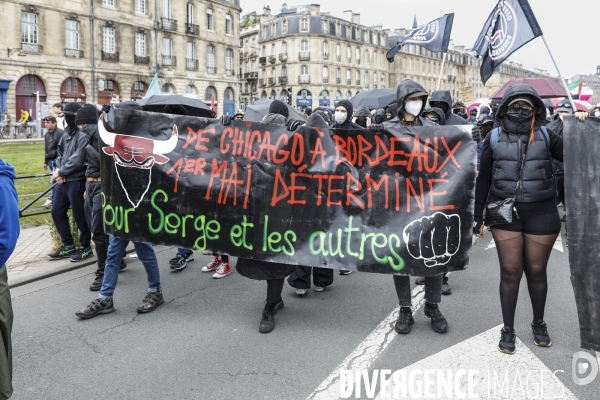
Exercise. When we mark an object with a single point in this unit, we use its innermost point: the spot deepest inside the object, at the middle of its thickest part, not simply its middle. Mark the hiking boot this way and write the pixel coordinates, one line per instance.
(405, 320)
(508, 338)
(267, 322)
(438, 322)
(540, 334)
(97, 306)
(82, 254)
(223, 270)
(151, 302)
(62, 252)
(446, 290)
(97, 284)
(212, 265)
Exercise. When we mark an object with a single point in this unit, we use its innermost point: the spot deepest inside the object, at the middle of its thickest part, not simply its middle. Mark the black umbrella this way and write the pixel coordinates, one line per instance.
(260, 108)
(374, 98)
(176, 104)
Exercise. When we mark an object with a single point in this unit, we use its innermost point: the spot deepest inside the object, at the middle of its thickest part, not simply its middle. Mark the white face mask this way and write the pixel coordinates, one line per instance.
(414, 107)
(340, 117)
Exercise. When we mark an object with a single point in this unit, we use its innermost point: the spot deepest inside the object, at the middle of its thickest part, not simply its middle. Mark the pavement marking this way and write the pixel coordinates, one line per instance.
(500, 375)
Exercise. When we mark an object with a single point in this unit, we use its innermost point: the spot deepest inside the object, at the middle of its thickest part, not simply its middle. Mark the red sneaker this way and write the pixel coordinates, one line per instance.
(213, 264)
(223, 270)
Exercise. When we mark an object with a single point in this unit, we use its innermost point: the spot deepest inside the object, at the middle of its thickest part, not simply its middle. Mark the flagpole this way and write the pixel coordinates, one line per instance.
(441, 72)
(560, 75)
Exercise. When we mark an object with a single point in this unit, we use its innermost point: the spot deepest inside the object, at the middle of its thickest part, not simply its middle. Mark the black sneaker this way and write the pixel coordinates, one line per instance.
(97, 284)
(62, 252)
(97, 306)
(508, 338)
(82, 254)
(438, 322)
(540, 334)
(150, 302)
(405, 320)
(267, 322)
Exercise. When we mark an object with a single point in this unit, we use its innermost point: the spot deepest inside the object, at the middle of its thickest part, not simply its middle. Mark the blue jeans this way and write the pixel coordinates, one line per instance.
(51, 168)
(116, 249)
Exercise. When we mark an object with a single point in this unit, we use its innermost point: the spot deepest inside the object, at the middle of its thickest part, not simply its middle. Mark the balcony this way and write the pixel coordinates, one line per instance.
(73, 53)
(191, 64)
(106, 56)
(145, 60)
(169, 24)
(31, 48)
(192, 29)
(169, 61)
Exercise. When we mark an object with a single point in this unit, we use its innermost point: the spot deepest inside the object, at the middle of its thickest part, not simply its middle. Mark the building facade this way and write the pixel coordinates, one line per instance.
(102, 51)
(310, 57)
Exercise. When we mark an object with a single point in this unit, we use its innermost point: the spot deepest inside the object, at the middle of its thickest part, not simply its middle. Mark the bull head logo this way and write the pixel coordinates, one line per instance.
(134, 157)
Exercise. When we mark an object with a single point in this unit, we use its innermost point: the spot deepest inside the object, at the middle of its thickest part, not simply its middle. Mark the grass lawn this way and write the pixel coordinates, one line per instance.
(28, 159)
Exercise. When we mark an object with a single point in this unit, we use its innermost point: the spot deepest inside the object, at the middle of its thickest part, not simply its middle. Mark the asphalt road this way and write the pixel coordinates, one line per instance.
(203, 343)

▬▬▬

To be done: Give back exactly the lines from the line holding "Mark the grass" through the last line of the listing, including both.

Written answer:
Exercise. When we mark an object with a single point in this unit, we use its innermost point: the spot deepest inside the object, at the middle of its thickest part, not simply its middle. Mark the grass lawn this way and write the pixel coordinates, one line per instance.
(28, 159)
Exercise. When we mark an object with a single point in this unit, we use its innermost point: the spot deepest inside the object, at the middle of its thickest part, not simply its middle. Mark the asphalt road this way and write the pixel coordinates, one line per instance.
(203, 343)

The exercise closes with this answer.